►
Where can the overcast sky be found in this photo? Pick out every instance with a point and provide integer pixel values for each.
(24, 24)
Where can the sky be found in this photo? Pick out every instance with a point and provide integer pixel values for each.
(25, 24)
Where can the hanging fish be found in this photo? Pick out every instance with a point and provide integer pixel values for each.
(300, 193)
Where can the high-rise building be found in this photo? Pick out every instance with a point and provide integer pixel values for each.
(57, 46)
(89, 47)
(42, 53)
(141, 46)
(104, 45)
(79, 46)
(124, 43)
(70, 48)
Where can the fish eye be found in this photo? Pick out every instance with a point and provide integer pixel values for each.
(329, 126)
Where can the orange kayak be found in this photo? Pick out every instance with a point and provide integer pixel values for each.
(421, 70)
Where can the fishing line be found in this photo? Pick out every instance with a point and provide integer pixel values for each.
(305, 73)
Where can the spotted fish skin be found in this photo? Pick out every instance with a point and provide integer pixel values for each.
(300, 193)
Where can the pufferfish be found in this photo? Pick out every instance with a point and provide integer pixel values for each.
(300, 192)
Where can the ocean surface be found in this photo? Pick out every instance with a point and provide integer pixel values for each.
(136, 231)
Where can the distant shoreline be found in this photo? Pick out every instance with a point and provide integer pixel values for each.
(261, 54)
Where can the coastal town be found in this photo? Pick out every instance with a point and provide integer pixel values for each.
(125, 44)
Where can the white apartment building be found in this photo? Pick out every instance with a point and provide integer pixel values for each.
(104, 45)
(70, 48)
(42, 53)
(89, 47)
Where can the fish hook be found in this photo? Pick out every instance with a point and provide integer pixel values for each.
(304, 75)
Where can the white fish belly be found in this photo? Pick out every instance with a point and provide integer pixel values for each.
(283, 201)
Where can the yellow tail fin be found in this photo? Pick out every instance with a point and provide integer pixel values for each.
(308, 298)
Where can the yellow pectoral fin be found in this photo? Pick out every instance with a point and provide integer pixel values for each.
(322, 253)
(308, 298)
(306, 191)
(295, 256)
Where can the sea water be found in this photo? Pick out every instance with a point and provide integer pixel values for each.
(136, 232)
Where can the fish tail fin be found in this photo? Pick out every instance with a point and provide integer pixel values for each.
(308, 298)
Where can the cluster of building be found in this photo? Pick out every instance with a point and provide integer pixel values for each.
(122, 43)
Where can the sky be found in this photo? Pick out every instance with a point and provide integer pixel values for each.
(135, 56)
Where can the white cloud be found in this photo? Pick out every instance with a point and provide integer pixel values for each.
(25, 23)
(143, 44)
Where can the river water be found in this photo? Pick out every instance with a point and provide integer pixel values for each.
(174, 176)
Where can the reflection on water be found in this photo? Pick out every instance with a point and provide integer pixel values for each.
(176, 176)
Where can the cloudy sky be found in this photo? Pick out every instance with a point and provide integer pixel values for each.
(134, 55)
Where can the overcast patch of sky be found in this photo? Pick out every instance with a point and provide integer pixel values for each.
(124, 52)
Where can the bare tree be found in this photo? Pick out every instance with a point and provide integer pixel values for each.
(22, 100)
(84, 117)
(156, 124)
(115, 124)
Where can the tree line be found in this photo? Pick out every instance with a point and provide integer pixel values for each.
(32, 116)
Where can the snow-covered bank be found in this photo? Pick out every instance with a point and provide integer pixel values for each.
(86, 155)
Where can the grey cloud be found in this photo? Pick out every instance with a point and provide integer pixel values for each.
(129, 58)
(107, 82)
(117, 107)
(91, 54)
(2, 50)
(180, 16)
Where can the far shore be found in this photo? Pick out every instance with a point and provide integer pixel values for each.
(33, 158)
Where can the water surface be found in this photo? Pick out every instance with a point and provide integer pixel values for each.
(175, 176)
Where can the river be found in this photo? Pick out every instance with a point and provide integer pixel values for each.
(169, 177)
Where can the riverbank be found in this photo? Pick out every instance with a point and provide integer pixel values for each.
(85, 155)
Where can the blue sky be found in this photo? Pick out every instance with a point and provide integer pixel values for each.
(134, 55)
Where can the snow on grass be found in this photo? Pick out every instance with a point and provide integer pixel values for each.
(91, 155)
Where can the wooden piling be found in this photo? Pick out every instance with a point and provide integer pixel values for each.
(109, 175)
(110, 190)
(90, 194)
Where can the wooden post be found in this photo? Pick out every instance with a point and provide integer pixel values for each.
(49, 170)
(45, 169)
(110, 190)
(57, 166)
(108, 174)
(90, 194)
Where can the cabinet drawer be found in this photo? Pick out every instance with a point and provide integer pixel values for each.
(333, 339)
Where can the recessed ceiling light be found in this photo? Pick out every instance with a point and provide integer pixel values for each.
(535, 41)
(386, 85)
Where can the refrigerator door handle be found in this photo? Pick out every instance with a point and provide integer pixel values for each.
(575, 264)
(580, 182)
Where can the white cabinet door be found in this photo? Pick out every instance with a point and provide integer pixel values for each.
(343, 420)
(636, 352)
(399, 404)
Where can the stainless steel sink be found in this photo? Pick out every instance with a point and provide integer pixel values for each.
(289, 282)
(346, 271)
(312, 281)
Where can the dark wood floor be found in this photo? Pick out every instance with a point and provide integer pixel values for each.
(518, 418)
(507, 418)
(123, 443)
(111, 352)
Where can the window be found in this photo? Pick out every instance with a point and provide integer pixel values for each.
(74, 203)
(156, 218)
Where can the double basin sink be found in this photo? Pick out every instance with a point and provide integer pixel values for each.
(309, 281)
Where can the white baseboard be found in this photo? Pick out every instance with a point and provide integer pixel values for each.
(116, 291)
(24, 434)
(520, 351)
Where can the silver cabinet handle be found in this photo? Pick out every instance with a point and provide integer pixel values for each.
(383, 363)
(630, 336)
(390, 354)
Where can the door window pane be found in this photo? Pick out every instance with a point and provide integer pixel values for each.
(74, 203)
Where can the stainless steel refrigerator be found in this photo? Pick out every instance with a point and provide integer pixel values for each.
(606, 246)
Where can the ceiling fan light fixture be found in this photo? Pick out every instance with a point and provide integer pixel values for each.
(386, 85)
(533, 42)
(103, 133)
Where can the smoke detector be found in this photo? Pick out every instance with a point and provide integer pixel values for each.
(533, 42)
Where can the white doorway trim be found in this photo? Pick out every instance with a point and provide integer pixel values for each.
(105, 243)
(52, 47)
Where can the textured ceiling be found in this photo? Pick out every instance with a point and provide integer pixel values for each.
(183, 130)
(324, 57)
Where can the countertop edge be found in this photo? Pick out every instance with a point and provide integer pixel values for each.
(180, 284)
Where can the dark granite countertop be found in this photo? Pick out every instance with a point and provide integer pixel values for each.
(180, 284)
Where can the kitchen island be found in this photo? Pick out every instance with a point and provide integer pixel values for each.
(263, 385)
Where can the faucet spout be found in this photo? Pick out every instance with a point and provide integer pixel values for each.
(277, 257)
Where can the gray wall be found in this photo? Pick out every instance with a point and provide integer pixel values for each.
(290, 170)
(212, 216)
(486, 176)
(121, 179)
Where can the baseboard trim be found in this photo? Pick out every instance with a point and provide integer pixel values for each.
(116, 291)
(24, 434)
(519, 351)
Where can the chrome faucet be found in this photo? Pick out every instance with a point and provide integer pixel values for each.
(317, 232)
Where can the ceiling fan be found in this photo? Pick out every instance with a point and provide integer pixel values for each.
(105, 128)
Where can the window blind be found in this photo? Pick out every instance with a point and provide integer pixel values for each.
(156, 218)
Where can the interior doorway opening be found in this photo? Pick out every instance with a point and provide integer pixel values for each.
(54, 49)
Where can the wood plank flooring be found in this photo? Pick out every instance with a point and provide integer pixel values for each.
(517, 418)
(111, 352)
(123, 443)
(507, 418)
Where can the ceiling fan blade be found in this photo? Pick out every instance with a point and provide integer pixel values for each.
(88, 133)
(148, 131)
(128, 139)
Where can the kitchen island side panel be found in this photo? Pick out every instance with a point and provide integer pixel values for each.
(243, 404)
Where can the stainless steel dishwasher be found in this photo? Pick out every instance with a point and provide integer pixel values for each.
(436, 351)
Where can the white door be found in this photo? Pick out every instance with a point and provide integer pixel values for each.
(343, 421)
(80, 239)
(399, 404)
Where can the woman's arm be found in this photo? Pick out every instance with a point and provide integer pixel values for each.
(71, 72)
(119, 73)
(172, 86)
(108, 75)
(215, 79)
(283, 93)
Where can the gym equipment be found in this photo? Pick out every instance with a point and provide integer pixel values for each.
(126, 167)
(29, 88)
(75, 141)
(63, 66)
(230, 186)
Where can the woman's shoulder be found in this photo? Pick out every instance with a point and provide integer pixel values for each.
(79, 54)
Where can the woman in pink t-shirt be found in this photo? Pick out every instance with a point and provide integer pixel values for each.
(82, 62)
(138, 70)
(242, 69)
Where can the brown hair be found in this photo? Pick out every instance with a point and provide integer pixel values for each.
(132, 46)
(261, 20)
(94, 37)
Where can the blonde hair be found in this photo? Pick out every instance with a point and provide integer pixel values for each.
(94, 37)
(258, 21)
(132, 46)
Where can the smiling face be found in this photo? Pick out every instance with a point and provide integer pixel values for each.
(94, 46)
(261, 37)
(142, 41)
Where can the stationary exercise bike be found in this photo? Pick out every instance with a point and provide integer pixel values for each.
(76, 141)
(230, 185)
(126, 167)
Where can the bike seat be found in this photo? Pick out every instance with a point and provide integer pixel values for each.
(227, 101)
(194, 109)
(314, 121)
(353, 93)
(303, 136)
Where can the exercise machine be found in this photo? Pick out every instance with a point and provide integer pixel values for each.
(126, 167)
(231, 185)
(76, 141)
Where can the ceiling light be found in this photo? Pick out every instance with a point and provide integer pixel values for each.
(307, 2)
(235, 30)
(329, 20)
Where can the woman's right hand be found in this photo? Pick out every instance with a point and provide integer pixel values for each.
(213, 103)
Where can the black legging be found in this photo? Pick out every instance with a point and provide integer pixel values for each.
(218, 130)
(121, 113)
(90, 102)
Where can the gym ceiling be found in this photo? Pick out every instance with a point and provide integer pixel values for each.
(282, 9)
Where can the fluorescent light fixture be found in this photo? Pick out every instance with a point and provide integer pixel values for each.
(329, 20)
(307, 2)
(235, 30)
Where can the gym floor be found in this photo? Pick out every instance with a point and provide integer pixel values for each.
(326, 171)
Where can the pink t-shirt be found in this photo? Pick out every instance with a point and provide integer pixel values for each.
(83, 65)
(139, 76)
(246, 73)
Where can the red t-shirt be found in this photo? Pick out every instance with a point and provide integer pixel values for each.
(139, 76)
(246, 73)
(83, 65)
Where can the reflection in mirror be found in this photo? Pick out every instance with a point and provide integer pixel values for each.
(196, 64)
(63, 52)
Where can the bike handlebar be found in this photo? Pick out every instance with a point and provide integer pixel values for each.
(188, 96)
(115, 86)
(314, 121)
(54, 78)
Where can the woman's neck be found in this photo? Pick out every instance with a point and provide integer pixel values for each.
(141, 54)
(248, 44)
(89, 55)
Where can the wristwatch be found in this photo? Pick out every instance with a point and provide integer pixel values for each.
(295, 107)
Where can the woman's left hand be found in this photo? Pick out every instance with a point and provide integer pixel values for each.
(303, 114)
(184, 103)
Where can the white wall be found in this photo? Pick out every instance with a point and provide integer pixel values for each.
◄
**Goal of the exercise**: Return precisely the lines of the records, starting with the line that holds "Where can the reflection in" and ending with the last one.

**Reply to the exercise**:
Where can the reflection in mirror be found in this photo? Pick out every instance with a point and provide integer pixel values for each.
(196, 64)
(63, 52)
Where can the bike handlebar be found in this photo? Pick out every instance with a point and provide integer pixel values for each.
(188, 96)
(115, 86)
(314, 121)
(54, 78)
Where can the woman's neck be found in this photo? Pick out every instance with a point and provide integer pixel values for each.
(141, 54)
(248, 44)
(89, 55)
Where can the wristwatch be found in this photo? Pick out every instance with a point and provide integer pixel values for each.
(295, 107)
Where can the woman's left hand be found in this photo? Pick out every instance with a point and provide integer pixel values for each.
(303, 114)
(184, 103)
Where can the white wall be found in this photo? Pick out every instance with a point and provide integer pixel values for each.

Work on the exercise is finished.